(Dataset excerpts on object pointing)
-- start --
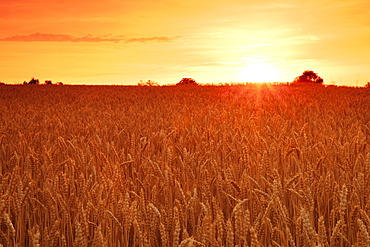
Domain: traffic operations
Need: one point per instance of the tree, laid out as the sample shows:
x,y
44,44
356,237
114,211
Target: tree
x,y
187,81
308,76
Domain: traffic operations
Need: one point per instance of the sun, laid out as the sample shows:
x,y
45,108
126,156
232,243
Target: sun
x,y
258,71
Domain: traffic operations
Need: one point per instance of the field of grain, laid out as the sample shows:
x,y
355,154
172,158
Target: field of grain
x,y
184,166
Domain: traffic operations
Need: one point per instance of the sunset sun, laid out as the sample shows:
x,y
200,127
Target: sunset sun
x,y
259,72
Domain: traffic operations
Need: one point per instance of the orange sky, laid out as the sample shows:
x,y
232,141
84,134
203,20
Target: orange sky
x,y
125,41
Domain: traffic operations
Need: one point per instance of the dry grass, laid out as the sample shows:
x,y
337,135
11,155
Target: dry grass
x,y
176,166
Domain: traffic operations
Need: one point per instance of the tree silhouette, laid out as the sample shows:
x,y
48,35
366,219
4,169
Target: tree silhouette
x,y
308,76
187,81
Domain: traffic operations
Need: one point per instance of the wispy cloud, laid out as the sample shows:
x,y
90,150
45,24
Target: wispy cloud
x,y
48,37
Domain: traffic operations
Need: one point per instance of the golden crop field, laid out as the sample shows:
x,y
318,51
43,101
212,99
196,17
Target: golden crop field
x,y
174,166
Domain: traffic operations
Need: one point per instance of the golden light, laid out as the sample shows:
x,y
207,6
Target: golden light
x,y
259,71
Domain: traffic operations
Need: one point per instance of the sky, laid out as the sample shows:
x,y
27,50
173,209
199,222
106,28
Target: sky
x,y
123,42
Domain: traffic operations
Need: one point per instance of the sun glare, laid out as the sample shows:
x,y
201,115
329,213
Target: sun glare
x,y
259,72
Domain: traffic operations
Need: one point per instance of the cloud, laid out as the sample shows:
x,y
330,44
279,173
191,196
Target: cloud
x,y
162,39
48,37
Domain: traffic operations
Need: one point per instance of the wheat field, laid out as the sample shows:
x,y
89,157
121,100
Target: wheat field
x,y
243,165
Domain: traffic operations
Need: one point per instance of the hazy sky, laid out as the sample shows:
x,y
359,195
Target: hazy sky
x,y
125,41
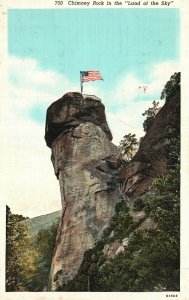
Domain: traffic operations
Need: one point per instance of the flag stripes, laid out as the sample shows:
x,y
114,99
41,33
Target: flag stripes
x,y
90,76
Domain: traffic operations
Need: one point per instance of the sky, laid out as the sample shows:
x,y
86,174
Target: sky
x,y
47,49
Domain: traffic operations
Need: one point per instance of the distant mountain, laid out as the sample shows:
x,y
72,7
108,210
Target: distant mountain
x,y
42,222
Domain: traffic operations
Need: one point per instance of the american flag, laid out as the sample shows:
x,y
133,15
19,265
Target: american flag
x,y
90,76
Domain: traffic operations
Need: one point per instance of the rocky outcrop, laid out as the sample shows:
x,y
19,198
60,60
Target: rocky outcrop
x,y
150,160
86,164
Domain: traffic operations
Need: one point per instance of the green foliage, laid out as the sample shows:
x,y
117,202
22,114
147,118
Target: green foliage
x,y
128,146
151,260
171,87
150,114
28,258
44,244
20,254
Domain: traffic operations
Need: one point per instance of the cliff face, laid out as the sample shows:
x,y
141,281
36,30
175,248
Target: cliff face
x,y
86,164
93,179
151,160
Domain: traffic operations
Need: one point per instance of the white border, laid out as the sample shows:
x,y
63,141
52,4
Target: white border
x,y
184,293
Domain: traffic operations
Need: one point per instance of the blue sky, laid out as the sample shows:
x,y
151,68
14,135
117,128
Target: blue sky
x,y
47,48
114,41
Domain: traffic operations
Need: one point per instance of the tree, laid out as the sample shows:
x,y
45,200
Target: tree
x,y
150,114
171,87
20,254
128,146
44,245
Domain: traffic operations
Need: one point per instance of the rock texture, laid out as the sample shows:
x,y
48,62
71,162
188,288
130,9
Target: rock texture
x,y
150,160
86,164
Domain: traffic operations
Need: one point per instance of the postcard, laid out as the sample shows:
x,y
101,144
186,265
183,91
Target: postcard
x,y
94,160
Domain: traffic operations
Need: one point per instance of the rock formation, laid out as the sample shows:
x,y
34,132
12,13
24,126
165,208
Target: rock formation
x,y
150,160
86,164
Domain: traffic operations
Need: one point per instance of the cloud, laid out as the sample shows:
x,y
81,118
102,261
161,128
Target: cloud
x,y
158,74
28,181
128,120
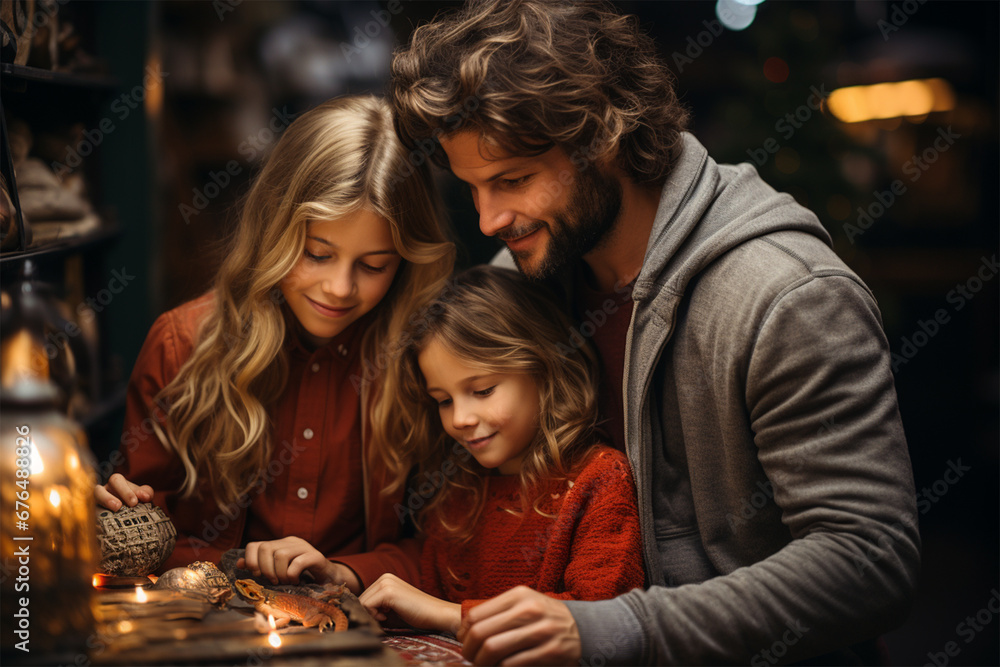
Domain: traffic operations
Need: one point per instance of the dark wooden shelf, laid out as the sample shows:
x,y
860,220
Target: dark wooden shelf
x,y
14,73
105,407
62,247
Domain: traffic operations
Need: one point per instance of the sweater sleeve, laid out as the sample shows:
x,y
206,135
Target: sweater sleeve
x,y
400,558
142,458
845,493
603,543
605,557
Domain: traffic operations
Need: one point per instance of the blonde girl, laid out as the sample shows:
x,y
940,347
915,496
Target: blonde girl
x,y
498,413
248,407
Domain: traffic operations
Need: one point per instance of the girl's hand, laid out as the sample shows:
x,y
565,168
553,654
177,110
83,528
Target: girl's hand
x,y
119,489
390,593
283,561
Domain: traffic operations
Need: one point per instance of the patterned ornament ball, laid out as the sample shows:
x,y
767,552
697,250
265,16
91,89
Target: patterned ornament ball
x,y
134,540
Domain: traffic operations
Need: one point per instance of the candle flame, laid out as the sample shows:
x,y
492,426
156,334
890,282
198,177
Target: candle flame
x,y
273,638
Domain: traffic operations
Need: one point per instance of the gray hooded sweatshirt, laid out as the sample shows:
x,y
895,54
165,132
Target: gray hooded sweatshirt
x,y
774,484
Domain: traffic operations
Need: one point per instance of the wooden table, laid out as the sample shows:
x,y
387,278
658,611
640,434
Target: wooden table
x,y
171,628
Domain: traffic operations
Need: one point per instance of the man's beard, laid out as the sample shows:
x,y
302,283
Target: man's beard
x,y
583,225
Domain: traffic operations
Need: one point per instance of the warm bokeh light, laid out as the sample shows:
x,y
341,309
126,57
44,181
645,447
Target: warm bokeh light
x,y
901,99
735,15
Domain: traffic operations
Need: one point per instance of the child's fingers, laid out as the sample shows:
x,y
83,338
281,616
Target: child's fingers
x,y
106,499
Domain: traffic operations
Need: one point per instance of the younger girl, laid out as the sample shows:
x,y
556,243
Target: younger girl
x,y
246,406
527,495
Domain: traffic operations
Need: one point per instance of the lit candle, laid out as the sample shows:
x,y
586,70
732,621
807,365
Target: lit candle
x,y
273,638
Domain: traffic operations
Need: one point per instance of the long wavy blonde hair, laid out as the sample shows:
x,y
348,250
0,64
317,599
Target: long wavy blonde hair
x,y
333,160
533,74
494,319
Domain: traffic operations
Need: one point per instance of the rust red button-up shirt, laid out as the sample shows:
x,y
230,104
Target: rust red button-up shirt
x,y
314,487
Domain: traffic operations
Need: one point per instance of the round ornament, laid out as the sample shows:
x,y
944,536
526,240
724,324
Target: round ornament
x,y
134,540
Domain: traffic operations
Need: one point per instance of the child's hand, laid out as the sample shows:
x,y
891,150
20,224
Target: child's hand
x,y
283,561
118,490
390,593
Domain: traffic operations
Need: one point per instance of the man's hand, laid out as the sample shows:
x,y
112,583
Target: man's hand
x,y
283,561
520,627
412,605
119,489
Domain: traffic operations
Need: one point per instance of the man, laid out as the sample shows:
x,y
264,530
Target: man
x,y
749,379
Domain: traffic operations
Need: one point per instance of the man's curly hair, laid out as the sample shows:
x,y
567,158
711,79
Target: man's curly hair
x,y
533,74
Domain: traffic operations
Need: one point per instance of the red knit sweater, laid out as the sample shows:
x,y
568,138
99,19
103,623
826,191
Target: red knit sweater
x,y
590,550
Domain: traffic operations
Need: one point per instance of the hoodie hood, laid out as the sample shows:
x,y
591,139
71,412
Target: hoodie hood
x,y
705,210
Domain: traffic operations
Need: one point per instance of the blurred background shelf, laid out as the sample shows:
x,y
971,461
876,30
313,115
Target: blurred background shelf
x,y
17,77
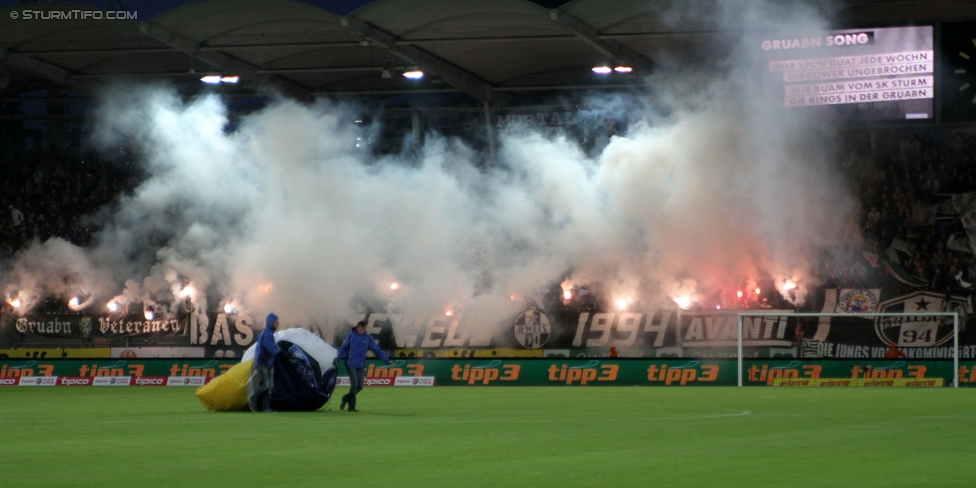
-- end --
--- The task ---
Pick out every line in the records above that contains the word "outcrop", matching case exactly, and copy each of those lines.

--- The completed task ---
Need: one point per instance of the rocky outcrop, laid out as the sample shows:
Target: rocky outcrop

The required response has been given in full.